Entries shown>
────────

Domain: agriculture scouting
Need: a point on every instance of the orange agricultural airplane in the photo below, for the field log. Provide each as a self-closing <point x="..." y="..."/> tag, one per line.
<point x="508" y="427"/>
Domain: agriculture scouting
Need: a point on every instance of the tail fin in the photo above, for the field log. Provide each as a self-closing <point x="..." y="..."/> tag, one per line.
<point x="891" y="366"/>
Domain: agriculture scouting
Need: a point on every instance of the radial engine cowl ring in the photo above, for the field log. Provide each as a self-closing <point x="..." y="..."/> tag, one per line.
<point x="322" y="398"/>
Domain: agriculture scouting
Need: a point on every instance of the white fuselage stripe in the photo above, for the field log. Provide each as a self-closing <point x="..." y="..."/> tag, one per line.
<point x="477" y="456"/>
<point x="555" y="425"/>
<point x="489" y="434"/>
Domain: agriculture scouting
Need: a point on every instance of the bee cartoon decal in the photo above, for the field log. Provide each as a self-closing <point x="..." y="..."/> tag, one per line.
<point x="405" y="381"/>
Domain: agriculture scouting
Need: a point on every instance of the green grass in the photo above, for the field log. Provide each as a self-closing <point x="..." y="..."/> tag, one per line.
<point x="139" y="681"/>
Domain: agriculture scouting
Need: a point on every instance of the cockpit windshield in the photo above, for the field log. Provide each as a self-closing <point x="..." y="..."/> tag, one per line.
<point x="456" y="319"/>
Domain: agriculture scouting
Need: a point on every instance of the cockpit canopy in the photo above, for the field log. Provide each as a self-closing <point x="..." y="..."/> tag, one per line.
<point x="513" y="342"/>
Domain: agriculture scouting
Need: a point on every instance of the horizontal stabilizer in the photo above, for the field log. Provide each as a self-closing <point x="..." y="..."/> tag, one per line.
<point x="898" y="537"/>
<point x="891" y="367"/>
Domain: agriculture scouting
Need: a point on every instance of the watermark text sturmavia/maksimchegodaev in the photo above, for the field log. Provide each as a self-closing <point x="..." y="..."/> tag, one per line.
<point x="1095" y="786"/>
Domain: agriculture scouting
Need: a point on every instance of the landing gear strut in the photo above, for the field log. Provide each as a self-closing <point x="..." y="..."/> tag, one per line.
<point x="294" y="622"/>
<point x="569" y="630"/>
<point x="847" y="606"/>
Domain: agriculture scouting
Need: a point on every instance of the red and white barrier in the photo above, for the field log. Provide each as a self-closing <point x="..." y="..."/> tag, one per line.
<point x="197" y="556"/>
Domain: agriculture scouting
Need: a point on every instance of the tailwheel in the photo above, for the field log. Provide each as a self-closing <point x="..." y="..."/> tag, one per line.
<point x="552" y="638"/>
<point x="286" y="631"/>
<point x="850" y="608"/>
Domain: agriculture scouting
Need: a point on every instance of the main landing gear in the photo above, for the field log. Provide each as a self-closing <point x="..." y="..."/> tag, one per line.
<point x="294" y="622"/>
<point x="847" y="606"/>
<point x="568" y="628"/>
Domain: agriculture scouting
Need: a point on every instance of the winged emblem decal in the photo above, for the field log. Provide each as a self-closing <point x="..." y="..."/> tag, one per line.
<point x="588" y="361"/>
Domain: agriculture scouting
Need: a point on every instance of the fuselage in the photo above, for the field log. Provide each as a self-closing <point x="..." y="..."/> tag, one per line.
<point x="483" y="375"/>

────────

Action item> This exercise calls for the entries to be restated exactly.

Reply to the exercise>
Domain: agriculture scouting
Need: a point on every instance of the orange agricultural airplane in the photo below, for the field log. Provide each as a self-closing <point x="..." y="..."/> tag, one per line.
<point x="508" y="427"/>
Domain: agriculture scouting
Need: a point on every instance of the tail fin in the photo above, for the field log. Provide each as a self-closing <point x="..." y="..."/> tag, one per line.
<point x="891" y="366"/>
Domain: agriculture scouting
Need: a point on every instance of the radial engine cowl ring in the photo above, for the field log. Provide each as a self-closing <point x="..." y="..."/> tag, one per line.
<point x="322" y="398"/>
Domain: agriculture scouting
Need: a point on every instance of the white fuselage stripe in the photo above, for the field log. Provide each as a self-closing <point x="..." y="..."/> tag, one per line.
<point x="477" y="456"/>
<point x="555" y="425"/>
<point x="489" y="434"/>
Domain: agriculture scouting
Need: a point on every instance of the bee cartoon decal in the photo above, for the field log. Provide each as a self-closing <point x="..." y="..."/> tag, one per line.
<point x="405" y="381"/>
Domain: agriculture scouting
Need: a point on every instance of the green grass in the photo above, for the field log. Provide each as a self-closing <point x="..." y="..."/> tag, one per line.
<point x="139" y="681"/>
Domain: agriculture scouting
Need: a point on every instance of the cockpit windshield in the photo above, for the field log. Provide each as a self-closing <point x="..." y="..."/> tag, one per line.
<point x="456" y="319"/>
Domain: agriculture scouting
Need: a point on every instance of the cockpit canopy in the photo above, for the field log. Provide each as a self-closing <point x="..." y="..."/> tag, one per line.
<point x="513" y="342"/>
Domain: agriculture scouting
Need: a point on every instance of the horizontal stabilizer in the photo above, for the field log. Provide each as a self-closing <point x="..." y="..."/> tag, one per line.
<point x="898" y="537"/>
<point x="891" y="367"/>
Domain: agriculture scouting
Need: a point on every instance of the watermark text sturmavia/maksimchegodaev in the photo above, for the field log. Provide each as a self-closing <point x="..." y="..."/> tag, one per line.
<point x="1095" y="786"/>
Domain: agriculture scouting
Need: a point on every instance of the landing gear strut in the photo above, for the field log. Provide each as a self-closing <point x="..." y="..."/> tag, one per line.
<point x="294" y="622"/>
<point x="569" y="630"/>
<point x="847" y="606"/>
Domain: agriculture scouting
Need: a point on every instance of the red and white barrier in the photo above, for the field log. Provide each as a self-closing <point x="..." y="..."/> tag, one per line.
<point x="197" y="556"/>
Domain: agriculture scouting
Need: a point on every instance of the tailwheel in the photo above, for the field log. Provide each as a self-closing <point x="..." y="..."/> tag, one per line.
<point x="552" y="638"/>
<point x="286" y="631"/>
<point x="850" y="608"/>
Domain: agriculture scouting
Need: a point on every instance of the main landing gear in the photo above, for the field log. Provide each as a self-closing <point x="..." y="..."/> tag, one per line.
<point x="294" y="622"/>
<point x="847" y="606"/>
<point x="568" y="628"/>
Domain: agriculture scouting
Need: a point on every instance of the winged emblem decal in the photo above, for the field log. Provide each as a self-closing <point x="..." y="..."/> tag, one per line.
<point x="588" y="361"/>
Domain: agriculture scouting
Need: a point on every instance of the fuselage in the photo above, for the field log. Provide each as a self-closing <point x="..." y="..."/> tag, one per line.
<point x="483" y="375"/>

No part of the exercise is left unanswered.